Given records section start
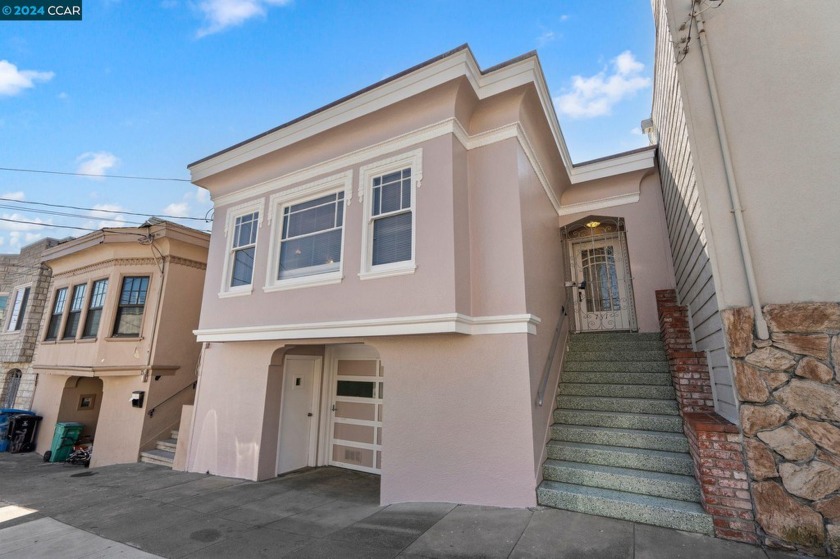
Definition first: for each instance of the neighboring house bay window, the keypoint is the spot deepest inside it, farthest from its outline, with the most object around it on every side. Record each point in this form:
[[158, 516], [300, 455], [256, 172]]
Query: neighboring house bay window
[[71, 327], [94, 314], [58, 310], [241, 228], [307, 235], [18, 309], [390, 189], [131, 305], [311, 238], [244, 247]]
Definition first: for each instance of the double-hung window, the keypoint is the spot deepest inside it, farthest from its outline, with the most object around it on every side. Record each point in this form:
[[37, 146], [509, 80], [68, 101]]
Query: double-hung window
[[242, 224], [243, 249], [131, 304], [74, 317], [311, 238], [390, 208], [18, 309], [58, 311], [94, 314], [307, 233]]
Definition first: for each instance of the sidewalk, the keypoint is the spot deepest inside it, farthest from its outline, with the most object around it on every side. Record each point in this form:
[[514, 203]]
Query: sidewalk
[[141, 510]]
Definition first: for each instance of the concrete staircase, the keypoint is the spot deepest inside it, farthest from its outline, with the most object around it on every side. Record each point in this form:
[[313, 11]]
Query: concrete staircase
[[163, 453], [617, 446]]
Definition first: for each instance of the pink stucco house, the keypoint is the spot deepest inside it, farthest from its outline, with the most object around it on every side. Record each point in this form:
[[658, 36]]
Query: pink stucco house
[[416, 281], [386, 286]]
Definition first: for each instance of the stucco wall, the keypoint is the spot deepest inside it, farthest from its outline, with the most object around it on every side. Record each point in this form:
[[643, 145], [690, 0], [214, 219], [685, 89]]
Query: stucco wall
[[451, 403], [650, 255], [783, 143]]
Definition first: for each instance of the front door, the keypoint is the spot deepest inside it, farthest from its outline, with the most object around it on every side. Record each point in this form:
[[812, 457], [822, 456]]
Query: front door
[[298, 413], [603, 294], [355, 427]]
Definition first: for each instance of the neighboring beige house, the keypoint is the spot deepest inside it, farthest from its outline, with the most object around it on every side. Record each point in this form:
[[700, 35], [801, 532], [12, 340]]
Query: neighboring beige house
[[402, 281], [386, 276], [23, 291], [117, 328], [746, 117]]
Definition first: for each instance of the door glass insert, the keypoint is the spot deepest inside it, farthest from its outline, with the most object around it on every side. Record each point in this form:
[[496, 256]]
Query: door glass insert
[[357, 415]]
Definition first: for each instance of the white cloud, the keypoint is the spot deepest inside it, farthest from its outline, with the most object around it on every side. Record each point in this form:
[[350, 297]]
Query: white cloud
[[12, 222], [221, 14], [103, 216], [96, 163], [180, 209], [597, 95], [13, 81], [545, 38]]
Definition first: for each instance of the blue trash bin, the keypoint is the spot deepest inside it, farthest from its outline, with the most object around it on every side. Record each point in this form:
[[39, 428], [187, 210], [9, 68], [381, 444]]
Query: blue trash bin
[[5, 416]]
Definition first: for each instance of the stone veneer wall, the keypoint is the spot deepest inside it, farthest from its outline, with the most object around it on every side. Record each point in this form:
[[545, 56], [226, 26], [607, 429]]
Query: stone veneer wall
[[714, 442], [790, 416]]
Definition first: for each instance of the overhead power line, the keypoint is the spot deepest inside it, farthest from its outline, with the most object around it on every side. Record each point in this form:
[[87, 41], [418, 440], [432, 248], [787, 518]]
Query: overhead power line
[[117, 212], [91, 175]]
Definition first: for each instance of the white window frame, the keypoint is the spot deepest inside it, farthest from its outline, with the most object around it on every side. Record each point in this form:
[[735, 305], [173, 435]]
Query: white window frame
[[10, 311], [292, 196], [413, 160], [232, 213]]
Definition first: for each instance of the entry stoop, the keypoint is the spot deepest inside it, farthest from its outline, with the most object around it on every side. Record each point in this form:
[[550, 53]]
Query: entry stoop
[[617, 446], [164, 452]]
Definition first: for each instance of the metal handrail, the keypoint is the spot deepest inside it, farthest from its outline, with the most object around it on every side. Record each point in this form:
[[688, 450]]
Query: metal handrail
[[549, 362], [152, 411]]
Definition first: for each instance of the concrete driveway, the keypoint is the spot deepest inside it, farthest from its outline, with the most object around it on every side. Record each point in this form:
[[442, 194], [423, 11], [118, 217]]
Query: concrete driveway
[[141, 510]]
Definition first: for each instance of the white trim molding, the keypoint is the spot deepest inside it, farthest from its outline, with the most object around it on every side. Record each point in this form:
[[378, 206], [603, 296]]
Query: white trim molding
[[342, 182], [401, 326], [611, 166], [599, 204]]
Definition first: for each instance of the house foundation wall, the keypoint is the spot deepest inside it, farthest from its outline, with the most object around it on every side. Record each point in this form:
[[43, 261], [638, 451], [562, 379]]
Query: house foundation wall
[[790, 417], [456, 416]]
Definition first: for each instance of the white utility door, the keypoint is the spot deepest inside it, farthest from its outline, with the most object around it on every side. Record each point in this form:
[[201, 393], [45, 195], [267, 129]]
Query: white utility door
[[299, 413], [355, 425], [603, 295]]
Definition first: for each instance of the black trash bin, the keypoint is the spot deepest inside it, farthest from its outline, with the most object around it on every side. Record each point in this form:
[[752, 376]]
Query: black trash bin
[[22, 430]]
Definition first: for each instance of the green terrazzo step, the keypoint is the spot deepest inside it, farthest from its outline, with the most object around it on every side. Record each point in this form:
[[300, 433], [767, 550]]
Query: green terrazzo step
[[624, 405], [609, 354], [644, 422], [639, 459], [655, 484], [630, 438], [617, 391], [617, 366], [616, 336], [596, 345], [669, 513], [593, 377]]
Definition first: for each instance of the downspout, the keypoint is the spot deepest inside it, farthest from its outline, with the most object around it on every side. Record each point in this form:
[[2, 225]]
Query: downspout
[[735, 199]]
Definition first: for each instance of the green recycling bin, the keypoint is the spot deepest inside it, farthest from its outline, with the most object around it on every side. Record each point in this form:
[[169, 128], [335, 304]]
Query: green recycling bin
[[65, 436]]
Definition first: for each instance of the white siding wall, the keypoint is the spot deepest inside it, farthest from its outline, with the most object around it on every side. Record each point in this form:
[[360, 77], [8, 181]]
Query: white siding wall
[[693, 270]]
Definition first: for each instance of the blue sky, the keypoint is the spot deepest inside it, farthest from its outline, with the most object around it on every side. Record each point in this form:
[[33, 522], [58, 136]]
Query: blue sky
[[145, 87]]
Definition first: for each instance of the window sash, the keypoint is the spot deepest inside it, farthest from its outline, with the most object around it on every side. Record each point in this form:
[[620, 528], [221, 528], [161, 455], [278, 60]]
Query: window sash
[[94, 314], [71, 327], [311, 237], [55, 317], [392, 239], [129, 315]]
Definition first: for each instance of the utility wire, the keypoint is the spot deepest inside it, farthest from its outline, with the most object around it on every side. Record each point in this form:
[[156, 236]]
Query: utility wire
[[92, 175], [118, 212]]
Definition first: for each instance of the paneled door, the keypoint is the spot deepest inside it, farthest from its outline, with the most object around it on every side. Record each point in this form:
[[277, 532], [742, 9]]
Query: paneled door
[[603, 294], [356, 388], [299, 413]]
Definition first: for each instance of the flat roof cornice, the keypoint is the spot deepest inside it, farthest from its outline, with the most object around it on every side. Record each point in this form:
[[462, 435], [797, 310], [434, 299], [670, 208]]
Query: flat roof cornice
[[454, 64]]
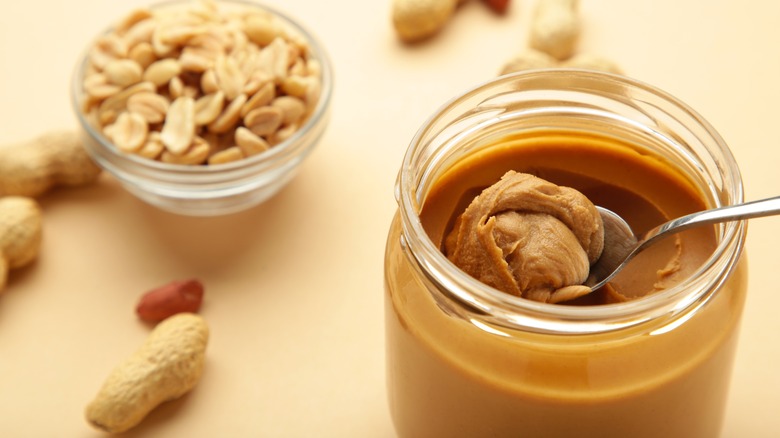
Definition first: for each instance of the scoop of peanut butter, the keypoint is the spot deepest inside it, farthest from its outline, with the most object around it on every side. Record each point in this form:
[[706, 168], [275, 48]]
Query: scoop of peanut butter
[[528, 237]]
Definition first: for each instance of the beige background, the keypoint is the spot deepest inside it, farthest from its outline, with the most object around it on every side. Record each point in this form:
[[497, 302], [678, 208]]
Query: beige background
[[294, 286]]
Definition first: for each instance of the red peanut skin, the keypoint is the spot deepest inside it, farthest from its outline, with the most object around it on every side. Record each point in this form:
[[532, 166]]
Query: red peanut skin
[[170, 299], [500, 6]]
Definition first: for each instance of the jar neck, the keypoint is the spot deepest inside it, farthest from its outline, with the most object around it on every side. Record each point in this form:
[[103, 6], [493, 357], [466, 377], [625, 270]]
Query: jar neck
[[584, 100]]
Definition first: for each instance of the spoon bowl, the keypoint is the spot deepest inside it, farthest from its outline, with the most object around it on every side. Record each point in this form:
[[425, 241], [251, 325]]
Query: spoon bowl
[[621, 244]]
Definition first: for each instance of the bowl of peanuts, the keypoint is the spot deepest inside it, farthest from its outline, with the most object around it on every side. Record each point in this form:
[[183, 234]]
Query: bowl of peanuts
Given records section end
From the data above, work out how many lines contain the string "peanuts" and reply with only the number.

2